*Work instruction*: Report every line of the listing below in which the string "iron" occurs.
———
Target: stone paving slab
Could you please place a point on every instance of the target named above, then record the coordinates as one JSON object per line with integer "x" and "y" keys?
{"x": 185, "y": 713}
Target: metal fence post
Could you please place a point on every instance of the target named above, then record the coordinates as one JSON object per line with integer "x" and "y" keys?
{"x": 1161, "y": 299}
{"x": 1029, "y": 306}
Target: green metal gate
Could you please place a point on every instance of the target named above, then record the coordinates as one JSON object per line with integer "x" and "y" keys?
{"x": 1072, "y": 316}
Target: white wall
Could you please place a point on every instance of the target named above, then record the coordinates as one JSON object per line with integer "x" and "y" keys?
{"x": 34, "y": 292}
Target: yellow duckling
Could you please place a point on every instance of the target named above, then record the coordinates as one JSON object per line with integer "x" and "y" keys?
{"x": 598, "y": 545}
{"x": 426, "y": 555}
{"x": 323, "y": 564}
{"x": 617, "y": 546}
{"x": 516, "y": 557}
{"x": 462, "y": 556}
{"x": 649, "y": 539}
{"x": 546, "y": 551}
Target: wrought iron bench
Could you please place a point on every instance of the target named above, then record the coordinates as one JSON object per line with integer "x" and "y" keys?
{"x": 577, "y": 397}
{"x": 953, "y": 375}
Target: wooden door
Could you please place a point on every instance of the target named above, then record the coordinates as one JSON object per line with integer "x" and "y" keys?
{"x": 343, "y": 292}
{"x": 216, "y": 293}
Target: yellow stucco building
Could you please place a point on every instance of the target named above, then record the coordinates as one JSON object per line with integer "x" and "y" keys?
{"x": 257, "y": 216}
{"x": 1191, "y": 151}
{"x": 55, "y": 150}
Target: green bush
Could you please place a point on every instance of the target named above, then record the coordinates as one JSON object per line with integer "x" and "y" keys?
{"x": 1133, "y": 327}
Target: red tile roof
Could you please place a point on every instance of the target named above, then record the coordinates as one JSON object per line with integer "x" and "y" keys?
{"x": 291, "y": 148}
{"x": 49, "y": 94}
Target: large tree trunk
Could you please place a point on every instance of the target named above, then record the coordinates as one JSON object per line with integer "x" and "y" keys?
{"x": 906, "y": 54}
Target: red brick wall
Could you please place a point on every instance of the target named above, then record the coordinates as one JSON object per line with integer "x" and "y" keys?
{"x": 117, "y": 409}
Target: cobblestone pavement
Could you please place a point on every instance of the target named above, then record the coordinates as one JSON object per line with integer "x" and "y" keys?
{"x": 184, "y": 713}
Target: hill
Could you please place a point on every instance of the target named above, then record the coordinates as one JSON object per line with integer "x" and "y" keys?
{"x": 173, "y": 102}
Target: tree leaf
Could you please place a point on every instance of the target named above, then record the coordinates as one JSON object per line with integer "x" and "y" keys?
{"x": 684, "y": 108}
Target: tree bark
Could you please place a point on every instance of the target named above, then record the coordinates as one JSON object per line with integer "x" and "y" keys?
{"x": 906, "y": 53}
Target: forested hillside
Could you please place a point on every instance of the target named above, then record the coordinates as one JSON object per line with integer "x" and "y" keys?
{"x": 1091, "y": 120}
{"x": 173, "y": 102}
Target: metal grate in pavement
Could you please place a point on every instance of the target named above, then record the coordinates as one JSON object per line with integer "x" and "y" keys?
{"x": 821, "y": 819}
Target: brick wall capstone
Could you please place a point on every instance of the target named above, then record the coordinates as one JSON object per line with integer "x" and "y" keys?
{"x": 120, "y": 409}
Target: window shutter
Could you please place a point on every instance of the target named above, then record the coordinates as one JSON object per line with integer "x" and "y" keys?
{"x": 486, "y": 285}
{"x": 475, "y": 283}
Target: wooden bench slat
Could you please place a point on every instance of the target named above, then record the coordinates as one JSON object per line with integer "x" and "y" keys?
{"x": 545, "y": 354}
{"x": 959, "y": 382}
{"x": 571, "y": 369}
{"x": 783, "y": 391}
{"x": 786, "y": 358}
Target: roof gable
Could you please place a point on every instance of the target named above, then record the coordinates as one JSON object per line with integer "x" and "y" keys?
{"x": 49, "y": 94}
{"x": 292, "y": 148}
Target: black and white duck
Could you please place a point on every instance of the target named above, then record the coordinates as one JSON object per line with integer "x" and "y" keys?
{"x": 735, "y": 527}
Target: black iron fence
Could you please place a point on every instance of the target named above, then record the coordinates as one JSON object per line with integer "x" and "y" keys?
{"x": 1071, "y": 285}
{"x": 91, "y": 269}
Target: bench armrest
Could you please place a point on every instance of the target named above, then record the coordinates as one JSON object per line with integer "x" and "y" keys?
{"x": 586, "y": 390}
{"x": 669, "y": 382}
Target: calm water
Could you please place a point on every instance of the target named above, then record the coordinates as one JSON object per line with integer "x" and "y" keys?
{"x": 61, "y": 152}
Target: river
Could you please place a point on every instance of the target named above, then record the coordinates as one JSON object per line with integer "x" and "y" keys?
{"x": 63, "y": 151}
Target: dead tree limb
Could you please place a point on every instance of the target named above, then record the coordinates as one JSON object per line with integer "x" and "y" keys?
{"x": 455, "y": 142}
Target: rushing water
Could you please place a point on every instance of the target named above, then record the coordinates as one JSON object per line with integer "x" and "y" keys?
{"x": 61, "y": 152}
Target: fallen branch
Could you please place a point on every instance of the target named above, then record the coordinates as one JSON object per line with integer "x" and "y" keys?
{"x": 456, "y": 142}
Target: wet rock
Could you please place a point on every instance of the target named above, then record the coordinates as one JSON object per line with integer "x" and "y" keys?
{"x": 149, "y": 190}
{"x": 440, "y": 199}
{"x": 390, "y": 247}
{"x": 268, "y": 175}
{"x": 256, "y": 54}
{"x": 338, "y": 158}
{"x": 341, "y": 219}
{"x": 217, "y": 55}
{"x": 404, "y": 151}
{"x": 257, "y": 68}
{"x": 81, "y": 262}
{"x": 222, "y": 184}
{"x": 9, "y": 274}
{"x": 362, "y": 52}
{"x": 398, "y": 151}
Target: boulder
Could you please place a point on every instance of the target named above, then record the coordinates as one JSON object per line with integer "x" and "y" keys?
———
*Answer box*:
Target: wrought iron bench
Target: black iron fence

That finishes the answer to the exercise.